_Source passage_:
◆ ◆ ◆ ◆ ◆ ◆ ◆
OOM is not recoverable, but should be

Project:JNode Core
Component:Code
Category:bug report
Priority:critical
Assigned:Unassigned
Status:active
Description

Not 100% reproduable, but in 3 runs, I had this twice.

Reproduction:
1. Run JNode (in KVM)
2. GRUB "tests" option
3. Run Mauve tests: "cd /device/hda0/mauve/; mauve tests.txt"

Actual result:
It's working for a while, then hangs with a lot of "grey" color output on the console. That output is also in the kernel log file (via serial console), and attached here.

Scrolling the console is still possible. If you do that, the grey output goes away and the white, normal output appears again.
In both cases, the last line on the console was:
gnu.testlet.java.util.zip.Deflater.PR27435

Hitting return or anything on the console has no effect. Scrolling works.
The host CPU is 98% idle, so it's not that JNode is busy. This state seems to continue infinitely.

In other words, JNode hangs with no CPU when running this test, but not 100% reproducably.
◆ ◆ ◆ ◆ ◆ ◆ ◆
_Given instruction A_:
Reproduce the JNode bug report word for word, starting with "Project:JNode Core" and going on through "had this twice.".
_Given instruction B_:
Answer these questions from the JNode bug report:
(i) What priority is the report given?
(ii) What line was last on the console in both cases?
(iii) How idle was the host CPU during the hang?
_Given instruction C_:
Pick up the JNode bug report after its final sentence and extend it.
The material placed after this point is separate from the JNode bug report.

_Dataset records_:
◆ ◆ ◆ ◆ ◆ ◆ ◆
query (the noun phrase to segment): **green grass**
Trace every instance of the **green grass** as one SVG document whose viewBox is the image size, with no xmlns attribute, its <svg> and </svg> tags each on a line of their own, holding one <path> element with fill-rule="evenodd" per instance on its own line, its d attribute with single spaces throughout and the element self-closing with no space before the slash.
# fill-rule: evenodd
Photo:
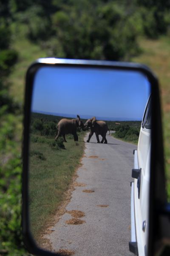
<svg viewBox="0 0 170 256">
<path fill-rule="evenodd" d="M 78 133 L 79 141 L 66 136 L 65 148 L 55 146 L 54 136 L 31 134 L 29 157 L 29 197 L 31 231 L 37 242 L 45 224 L 54 215 L 64 199 L 85 147 L 85 132 Z M 34 140 L 35 138 L 38 140 Z M 60 138 L 59 141 L 62 141 Z M 58 143 L 58 142 L 57 142 Z M 60 145 L 60 143 L 59 143 Z"/>
<path fill-rule="evenodd" d="M 143 53 L 132 61 L 145 64 L 158 77 L 162 113 L 164 160 L 168 200 L 170 201 L 170 39 L 140 38 Z"/>
<path fill-rule="evenodd" d="M 8 78 L 10 93 L 15 101 L 23 104 L 28 68 L 37 59 L 47 55 L 45 50 L 42 50 L 40 45 L 31 42 L 26 38 L 27 27 L 26 25 L 19 25 L 14 23 L 11 26 L 14 33 L 12 47 L 18 53 L 19 60 Z"/>
<path fill-rule="evenodd" d="M 137 137 L 135 135 L 129 135 L 128 137 L 127 137 L 125 138 L 119 138 L 117 137 L 116 135 L 116 134 L 112 134 L 111 136 L 113 137 L 113 138 L 115 138 L 115 139 L 117 139 L 118 140 L 123 140 L 123 141 L 125 141 L 125 142 L 128 142 L 129 143 L 131 143 L 132 144 L 134 144 L 136 145 L 137 145 L 138 143 L 138 140 L 139 137 Z"/>
</svg>

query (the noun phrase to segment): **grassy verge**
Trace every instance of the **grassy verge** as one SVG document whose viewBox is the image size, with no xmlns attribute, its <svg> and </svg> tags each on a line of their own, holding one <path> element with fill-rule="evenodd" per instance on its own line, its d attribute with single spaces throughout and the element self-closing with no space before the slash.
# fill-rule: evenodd
<svg viewBox="0 0 170 256">
<path fill-rule="evenodd" d="M 120 125 L 115 125 L 113 137 L 135 145 L 138 143 L 141 121 L 120 122 Z"/>
<path fill-rule="evenodd" d="M 31 134 L 30 150 L 29 197 L 31 227 L 36 241 L 64 199 L 84 152 L 85 132 L 79 141 L 66 137 L 55 143 L 54 136 Z"/>
<path fill-rule="evenodd" d="M 141 38 L 139 43 L 143 53 L 132 61 L 148 66 L 160 82 L 167 190 L 170 201 L 170 39 L 167 37 L 157 40 Z"/>
<path fill-rule="evenodd" d="M 125 141 L 125 142 L 128 142 L 129 143 L 131 143 L 132 144 L 134 144 L 136 145 L 137 145 L 138 143 L 138 138 L 136 138 L 135 137 L 130 136 L 130 137 L 127 137 L 126 138 L 119 138 L 119 137 L 116 136 L 116 133 L 112 133 L 111 136 L 113 137 L 113 138 L 115 138 L 115 139 L 117 139 L 118 140 L 123 140 L 123 141 Z"/>
</svg>

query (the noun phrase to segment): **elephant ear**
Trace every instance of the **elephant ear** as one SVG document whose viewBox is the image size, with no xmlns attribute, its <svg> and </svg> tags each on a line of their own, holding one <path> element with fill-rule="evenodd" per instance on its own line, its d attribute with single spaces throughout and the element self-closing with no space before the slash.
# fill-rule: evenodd
<svg viewBox="0 0 170 256">
<path fill-rule="evenodd" d="M 91 123 L 92 123 L 93 127 L 94 127 L 94 125 L 95 125 L 96 122 L 96 116 L 94 116 L 94 117 L 93 117 L 93 118 L 92 119 Z"/>
<path fill-rule="evenodd" d="M 79 115 L 77 115 L 77 118 L 78 118 L 78 126 L 81 126 L 81 120 L 80 120 L 80 117 L 79 117 Z"/>
</svg>

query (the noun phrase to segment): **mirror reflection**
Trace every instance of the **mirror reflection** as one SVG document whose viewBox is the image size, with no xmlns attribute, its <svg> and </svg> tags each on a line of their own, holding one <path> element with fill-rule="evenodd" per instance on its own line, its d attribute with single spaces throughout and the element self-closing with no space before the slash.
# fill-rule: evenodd
<svg viewBox="0 0 170 256">
<path fill-rule="evenodd" d="M 39 70 L 29 171 L 30 229 L 39 247 L 62 255 L 133 255 L 133 151 L 150 93 L 138 72 Z"/>
</svg>

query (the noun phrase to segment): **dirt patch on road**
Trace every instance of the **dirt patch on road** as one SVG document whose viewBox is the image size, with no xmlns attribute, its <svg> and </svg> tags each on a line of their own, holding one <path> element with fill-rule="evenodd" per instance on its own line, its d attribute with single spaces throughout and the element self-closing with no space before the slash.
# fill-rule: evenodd
<svg viewBox="0 0 170 256">
<path fill-rule="evenodd" d="M 86 186 L 86 184 L 84 183 L 81 183 L 76 181 L 74 183 L 74 186 Z"/>
<path fill-rule="evenodd" d="M 82 221 L 76 218 L 74 218 L 65 221 L 66 224 L 69 224 L 69 225 L 79 225 L 80 224 L 85 223 L 85 221 Z"/>
<path fill-rule="evenodd" d="M 78 211 L 78 210 L 72 210 L 71 211 L 67 211 L 67 213 L 71 214 L 74 218 L 82 218 L 85 216 L 85 214 L 83 212 Z"/>
<path fill-rule="evenodd" d="M 91 189 L 85 189 L 82 191 L 83 192 L 85 193 L 93 193 L 94 192 L 94 190 L 91 190 Z"/>
<path fill-rule="evenodd" d="M 108 207 L 109 205 L 108 204 L 98 204 L 96 206 L 98 207 Z"/>
<path fill-rule="evenodd" d="M 61 256 L 71 256 L 75 254 L 74 252 L 66 249 L 60 249 L 59 251 L 56 252 L 60 253 Z"/>
</svg>

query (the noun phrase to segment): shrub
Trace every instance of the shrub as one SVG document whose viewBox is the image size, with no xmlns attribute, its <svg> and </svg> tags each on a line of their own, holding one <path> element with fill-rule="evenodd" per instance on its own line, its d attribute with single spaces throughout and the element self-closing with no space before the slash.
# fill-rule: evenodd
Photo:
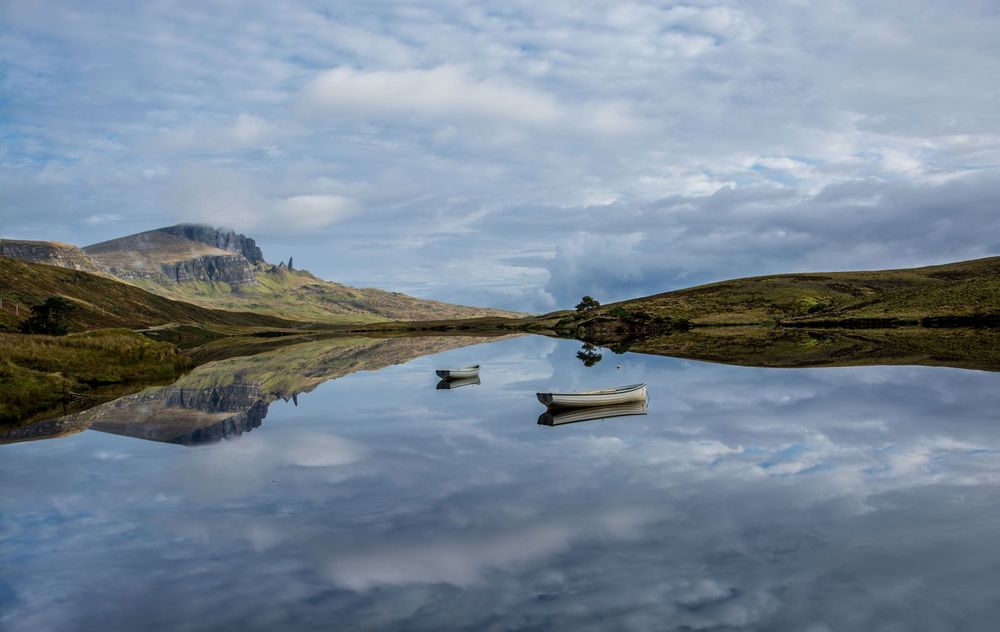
◆ ◆ ◆ ◆ ◆ ◆ ◆
_Written reply A_:
Project:JNode Core
Component:Code
Category:bug report
Priority:critical
Assigned:Unassigned
Status:active
Description

Not 100% reproduable, but in 3 runs, I had this twice.

_Written reply B_:
(i) Critical.
(ii) gnu.testlet.java.util.zip.Deflater.PR27435
(iii) 98% idle.

_Written reply C_:
AttachmentSize
kernel.txt14.95 KB

#1

FYI: the grey output comes from calls to Unsafe.debug and friends. It "goes away" because it is painted directly to the memory-mapped VGA(?) screen buffer without going through the normal console output system. When you scroll the console, the console subsystem simply paints over the top of the debug output. That's ok ... sort of ... because the debug output is also written to the serial port.

#2

I now hang in "Generating java.util" all the time. I use ext2 as FS now. I don't know if that's related. It sure is passed the Deflate test.

The hang happens exactly when the GC kicks in - before, the (host) CPU is on 100% usage, then I see the 3 <mark/><sweep/><cleanup/>, then the host CPU load drops to 98% idle, and stays there. Waiting for 1-2 hours (as I did in the previous run) doesn't change anything. The test results are far from complete.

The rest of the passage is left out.